• [Items]:
****************
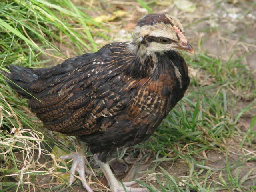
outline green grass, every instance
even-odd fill
[[[106,27],[72,1],[6,2],[0,2],[1,70],[11,64],[42,66],[53,58],[61,62],[66,57],[60,46],[79,54],[103,45],[94,38],[108,38],[100,32]],[[142,164],[148,158],[148,170],[142,172],[148,179],[138,182],[153,192],[255,191],[256,88],[251,72],[242,57],[224,62],[206,53],[184,56],[193,74],[185,97],[149,140],[124,155],[144,153]],[[2,75],[0,88],[0,192],[76,191],[78,179],[67,185],[71,164],[57,159],[75,150],[74,139],[44,130],[26,100]],[[249,121],[245,130],[243,119]],[[221,160],[211,159],[211,153]],[[88,155],[92,167],[98,168]],[[91,187],[98,190],[98,181],[92,180]]]

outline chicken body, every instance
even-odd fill
[[[111,44],[51,68],[10,69],[13,76],[32,76],[25,90],[42,102],[31,98],[29,107],[45,128],[78,137],[106,162],[112,150],[147,139],[189,83],[178,52],[158,56],[156,64],[148,56],[142,64],[131,46]]]
[[[108,155],[148,139],[189,84],[176,48],[194,52],[178,20],[150,14],[139,21],[132,42],[109,44],[50,68],[11,66],[6,75],[37,99],[9,82],[30,99],[45,128],[88,143],[112,190],[120,191],[108,174]]]

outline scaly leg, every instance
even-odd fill
[[[71,185],[74,181],[74,176],[76,171],[78,172],[79,176],[82,179],[83,186],[88,192],[93,192],[92,190],[86,182],[85,173],[88,174],[92,174],[92,172],[85,166],[85,153],[82,146],[78,146],[76,148],[76,152],[75,153],[64,155],[60,157],[62,160],[67,159],[73,159],[73,164],[70,169],[71,174],[69,178],[69,185]]]
[[[111,191],[112,192],[124,192],[125,191],[123,188],[121,183],[117,180],[114,174],[112,172],[109,165],[108,163],[102,162],[98,158],[98,154],[93,155],[95,161],[99,165],[100,168],[102,169],[105,176],[108,180],[109,187]],[[140,178],[139,179],[140,179]],[[130,181],[123,183],[124,185],[126,187],[127,192],[148,192],[148,191],[146,188],[134,188],[129,187],[136,183],[135,181]]]

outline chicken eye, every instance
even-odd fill
[[[167,38],[161,38],[160,39],[160,42],[162,44],[169,44],[170,43],[170,40]]]

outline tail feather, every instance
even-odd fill
[[[30,87],[38,78],[38,76],[31,72],[32,69],[22,68],[14,65],[10,65],[8,69],[10,73],[2,72],[2,73],[8,79],[6,82],[22,97],[28,99],[33,95]],[[29,93],[28,94],[28,92]]]

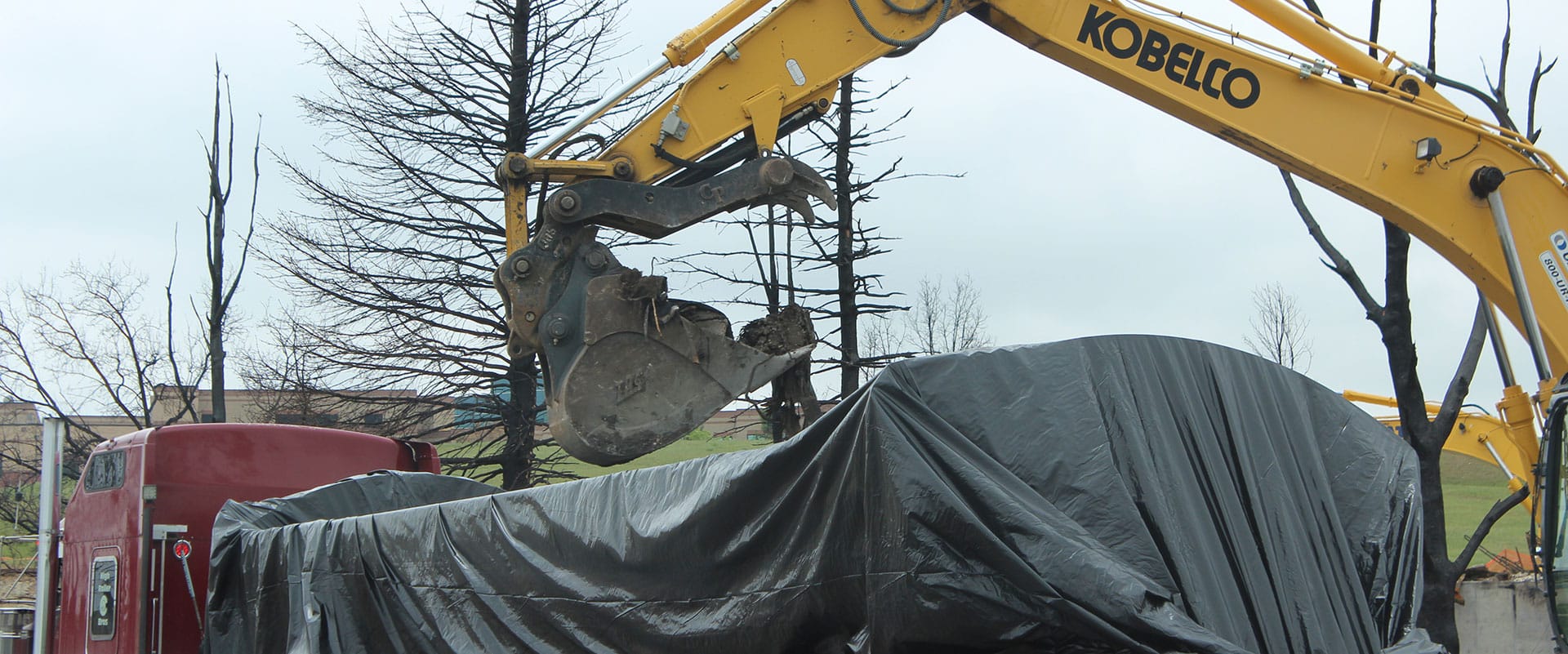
****************
• [Task prompt]:
List each line of the items above that contains the word "chicken". Case counts.

• [Complete answer]:
outline chicken body, every instance
outline chicken eye, every instance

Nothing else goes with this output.